**What is required:** Count the lines of the items below that contain the string "hair", treating uppercase and lowercase letters as distinct, and give only the resulting number.

**Records provided:**
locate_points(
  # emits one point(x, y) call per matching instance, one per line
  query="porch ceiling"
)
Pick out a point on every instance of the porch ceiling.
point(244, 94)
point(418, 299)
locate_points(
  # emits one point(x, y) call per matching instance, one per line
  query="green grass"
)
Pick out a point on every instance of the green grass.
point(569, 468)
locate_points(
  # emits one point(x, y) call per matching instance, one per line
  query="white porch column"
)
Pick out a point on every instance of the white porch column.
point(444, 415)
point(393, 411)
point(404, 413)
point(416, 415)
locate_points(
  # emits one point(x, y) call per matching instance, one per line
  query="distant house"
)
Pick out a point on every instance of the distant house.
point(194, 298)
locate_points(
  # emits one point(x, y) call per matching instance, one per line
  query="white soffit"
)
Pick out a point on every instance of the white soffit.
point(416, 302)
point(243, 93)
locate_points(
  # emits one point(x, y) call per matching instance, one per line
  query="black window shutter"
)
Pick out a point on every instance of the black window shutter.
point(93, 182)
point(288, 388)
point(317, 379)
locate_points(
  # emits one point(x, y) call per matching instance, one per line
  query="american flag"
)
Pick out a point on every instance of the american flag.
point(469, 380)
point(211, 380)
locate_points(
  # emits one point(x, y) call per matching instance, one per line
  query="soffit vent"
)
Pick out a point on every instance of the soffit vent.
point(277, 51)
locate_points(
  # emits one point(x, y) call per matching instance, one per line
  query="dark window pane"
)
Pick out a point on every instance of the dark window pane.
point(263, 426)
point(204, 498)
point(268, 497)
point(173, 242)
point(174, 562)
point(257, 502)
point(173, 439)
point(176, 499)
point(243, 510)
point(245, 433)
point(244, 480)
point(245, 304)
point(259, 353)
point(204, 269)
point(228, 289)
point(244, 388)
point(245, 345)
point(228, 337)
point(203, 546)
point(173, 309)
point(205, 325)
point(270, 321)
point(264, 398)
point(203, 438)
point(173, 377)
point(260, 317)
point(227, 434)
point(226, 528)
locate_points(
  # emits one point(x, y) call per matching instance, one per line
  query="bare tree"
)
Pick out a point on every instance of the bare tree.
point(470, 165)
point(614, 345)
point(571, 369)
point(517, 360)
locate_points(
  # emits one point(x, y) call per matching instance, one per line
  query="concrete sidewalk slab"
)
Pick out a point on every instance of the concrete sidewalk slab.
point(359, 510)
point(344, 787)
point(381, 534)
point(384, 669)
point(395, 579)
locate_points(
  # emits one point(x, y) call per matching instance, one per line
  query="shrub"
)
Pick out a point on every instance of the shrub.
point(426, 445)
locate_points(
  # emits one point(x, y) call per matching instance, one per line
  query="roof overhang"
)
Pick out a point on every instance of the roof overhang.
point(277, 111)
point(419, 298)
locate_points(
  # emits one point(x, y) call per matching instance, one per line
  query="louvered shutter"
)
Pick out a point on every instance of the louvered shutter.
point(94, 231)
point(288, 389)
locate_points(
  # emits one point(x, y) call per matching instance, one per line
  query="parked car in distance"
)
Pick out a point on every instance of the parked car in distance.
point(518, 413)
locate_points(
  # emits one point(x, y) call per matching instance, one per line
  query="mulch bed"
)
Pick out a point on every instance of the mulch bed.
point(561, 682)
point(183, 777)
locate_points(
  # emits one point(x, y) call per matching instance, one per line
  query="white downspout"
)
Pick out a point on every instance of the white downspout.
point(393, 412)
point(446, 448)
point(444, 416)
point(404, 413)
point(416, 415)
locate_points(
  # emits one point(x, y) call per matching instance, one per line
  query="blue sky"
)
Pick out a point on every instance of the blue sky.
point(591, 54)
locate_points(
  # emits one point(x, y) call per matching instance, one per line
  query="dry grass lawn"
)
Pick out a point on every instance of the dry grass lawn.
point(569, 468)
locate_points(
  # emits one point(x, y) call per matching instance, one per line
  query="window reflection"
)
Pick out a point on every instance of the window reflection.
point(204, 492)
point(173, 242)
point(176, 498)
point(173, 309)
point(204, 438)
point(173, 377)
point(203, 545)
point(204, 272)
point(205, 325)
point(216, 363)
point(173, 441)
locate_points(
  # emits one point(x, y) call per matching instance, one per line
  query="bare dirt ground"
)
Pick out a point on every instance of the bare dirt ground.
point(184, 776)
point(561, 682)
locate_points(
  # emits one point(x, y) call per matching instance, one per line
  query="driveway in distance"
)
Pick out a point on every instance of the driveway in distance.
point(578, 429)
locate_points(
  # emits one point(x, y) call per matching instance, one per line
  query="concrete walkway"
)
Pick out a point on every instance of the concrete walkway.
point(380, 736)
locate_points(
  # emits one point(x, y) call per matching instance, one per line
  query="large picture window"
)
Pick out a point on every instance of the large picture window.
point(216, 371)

--

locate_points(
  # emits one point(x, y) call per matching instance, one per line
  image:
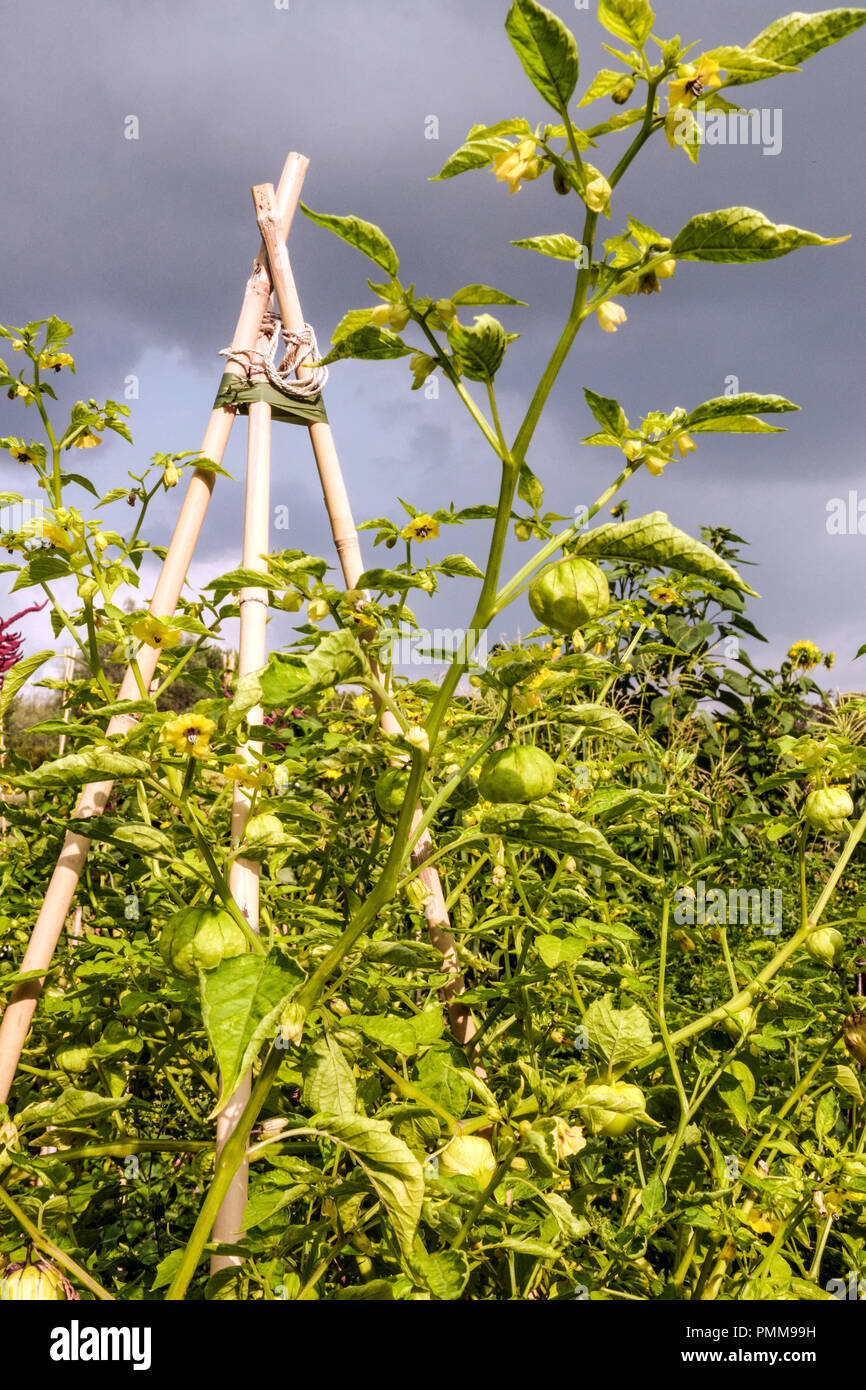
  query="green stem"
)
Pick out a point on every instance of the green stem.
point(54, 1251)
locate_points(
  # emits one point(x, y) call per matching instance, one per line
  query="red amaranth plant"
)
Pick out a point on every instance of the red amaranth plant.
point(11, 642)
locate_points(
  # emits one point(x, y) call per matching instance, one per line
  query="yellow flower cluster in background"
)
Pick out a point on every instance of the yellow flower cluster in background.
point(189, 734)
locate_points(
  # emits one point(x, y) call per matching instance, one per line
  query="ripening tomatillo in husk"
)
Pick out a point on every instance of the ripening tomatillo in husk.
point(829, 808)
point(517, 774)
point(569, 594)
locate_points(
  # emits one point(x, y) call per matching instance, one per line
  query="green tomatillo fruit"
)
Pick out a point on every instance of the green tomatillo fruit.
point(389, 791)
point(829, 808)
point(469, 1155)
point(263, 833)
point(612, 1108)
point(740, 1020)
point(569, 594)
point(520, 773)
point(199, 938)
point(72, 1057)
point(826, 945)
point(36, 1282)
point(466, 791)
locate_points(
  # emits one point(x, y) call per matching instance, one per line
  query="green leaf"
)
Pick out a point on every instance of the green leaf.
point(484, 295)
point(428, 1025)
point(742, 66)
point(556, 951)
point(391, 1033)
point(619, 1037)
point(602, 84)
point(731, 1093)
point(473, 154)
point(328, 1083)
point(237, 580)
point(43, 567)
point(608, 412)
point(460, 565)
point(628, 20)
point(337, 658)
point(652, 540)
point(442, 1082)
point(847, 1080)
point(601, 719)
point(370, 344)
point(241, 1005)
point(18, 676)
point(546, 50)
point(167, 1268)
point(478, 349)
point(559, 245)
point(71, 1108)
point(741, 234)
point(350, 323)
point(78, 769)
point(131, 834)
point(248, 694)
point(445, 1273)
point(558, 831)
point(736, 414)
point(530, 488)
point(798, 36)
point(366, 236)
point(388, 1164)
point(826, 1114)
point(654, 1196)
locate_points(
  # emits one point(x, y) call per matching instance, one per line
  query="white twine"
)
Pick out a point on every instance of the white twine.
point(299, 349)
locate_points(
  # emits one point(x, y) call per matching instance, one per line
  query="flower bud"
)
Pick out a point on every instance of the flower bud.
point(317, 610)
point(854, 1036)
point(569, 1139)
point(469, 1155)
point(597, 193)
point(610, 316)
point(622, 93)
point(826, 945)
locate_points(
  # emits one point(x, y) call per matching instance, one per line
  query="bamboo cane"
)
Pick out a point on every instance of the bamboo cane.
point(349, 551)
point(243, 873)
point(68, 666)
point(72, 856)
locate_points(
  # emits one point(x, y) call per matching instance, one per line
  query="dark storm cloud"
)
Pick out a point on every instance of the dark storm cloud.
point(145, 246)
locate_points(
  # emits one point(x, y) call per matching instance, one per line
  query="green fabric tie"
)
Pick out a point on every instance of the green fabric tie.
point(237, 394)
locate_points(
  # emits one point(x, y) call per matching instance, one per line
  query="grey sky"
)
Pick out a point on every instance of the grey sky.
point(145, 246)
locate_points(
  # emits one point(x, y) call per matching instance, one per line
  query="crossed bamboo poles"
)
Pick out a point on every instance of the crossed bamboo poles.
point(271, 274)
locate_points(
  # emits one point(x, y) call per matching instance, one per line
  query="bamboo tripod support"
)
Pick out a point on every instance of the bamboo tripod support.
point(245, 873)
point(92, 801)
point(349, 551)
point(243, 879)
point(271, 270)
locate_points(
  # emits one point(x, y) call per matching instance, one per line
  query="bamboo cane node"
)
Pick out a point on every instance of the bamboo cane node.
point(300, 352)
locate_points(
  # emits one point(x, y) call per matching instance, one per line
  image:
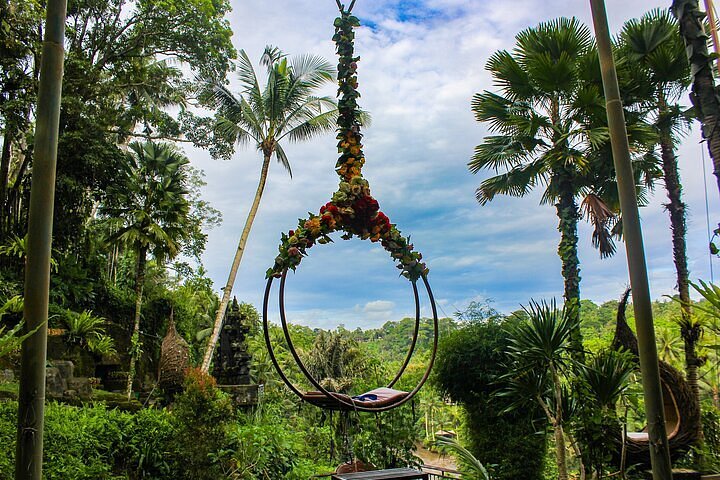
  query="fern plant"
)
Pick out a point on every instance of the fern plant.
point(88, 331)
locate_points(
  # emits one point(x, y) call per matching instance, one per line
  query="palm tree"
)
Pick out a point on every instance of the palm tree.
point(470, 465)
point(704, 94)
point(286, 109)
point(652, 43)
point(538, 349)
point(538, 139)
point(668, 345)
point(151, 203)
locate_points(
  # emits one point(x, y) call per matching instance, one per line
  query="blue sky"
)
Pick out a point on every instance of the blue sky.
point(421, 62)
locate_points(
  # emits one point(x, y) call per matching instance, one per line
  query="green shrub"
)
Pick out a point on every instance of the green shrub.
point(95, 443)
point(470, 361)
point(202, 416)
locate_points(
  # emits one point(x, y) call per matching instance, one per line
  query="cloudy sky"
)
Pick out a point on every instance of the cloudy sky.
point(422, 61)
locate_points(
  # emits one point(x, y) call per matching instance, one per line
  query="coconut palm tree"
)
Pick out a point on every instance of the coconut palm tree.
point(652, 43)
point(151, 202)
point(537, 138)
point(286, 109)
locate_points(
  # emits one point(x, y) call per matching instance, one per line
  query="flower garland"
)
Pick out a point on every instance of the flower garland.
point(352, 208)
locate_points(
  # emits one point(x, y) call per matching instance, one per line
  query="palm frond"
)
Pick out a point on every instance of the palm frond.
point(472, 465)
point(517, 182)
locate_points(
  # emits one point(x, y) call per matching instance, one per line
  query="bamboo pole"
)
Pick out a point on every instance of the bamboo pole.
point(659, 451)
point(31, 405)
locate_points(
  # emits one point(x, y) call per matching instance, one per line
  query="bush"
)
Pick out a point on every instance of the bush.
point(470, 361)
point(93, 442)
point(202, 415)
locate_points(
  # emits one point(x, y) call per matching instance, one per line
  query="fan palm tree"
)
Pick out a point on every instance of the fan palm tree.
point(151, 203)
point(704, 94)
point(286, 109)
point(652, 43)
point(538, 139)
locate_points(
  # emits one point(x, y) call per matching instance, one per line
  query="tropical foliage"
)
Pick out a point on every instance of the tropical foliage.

---

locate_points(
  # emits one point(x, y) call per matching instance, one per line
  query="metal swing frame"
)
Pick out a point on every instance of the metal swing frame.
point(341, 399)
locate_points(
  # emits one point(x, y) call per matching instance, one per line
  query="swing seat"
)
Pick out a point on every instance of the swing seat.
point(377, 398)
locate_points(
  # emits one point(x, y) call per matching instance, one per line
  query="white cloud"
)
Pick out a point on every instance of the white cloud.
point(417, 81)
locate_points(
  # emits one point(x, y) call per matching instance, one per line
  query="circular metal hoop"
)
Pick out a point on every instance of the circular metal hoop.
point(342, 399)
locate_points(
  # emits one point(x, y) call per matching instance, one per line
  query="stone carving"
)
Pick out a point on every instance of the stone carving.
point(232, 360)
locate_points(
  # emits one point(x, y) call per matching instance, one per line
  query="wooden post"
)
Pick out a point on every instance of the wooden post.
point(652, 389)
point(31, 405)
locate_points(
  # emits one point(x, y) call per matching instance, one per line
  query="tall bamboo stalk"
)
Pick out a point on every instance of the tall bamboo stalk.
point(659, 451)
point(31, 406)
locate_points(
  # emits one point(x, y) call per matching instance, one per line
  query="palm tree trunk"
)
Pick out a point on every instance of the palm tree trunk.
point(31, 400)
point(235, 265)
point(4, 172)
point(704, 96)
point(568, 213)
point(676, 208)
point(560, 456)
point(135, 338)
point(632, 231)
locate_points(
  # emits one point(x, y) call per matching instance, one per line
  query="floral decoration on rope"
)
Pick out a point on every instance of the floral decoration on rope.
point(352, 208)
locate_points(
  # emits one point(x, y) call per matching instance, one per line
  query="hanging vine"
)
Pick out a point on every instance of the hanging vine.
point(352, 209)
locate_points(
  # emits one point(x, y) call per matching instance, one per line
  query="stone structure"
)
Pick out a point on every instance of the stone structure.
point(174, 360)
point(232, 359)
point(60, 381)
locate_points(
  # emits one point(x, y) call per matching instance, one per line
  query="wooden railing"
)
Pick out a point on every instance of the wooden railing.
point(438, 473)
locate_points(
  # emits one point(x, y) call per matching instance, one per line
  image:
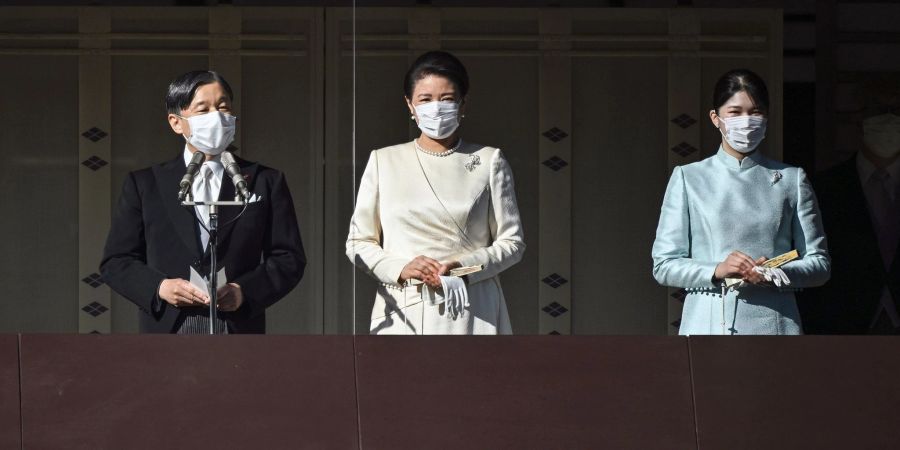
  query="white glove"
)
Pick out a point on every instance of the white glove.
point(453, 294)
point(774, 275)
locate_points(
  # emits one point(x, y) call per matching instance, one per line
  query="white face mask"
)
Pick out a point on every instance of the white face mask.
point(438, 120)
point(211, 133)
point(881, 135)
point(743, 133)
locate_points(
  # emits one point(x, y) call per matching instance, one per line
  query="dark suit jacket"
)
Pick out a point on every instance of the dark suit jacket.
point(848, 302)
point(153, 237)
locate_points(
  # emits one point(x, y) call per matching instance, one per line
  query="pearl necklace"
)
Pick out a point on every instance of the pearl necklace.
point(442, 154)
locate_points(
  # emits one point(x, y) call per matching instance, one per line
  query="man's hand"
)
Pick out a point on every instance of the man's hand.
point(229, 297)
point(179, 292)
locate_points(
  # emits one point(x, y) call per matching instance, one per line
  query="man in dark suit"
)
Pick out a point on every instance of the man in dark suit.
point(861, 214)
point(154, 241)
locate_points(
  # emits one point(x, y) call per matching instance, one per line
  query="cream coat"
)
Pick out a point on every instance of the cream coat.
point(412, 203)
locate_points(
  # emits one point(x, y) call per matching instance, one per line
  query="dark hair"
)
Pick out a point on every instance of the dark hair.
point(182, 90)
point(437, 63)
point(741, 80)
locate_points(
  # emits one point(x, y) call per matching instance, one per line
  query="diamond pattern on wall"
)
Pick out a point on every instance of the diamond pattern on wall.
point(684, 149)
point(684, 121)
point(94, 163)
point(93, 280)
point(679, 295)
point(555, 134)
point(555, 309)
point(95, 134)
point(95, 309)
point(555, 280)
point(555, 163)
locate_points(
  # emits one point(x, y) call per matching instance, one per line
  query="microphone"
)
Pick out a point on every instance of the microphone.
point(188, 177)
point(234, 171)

**Written response:** 2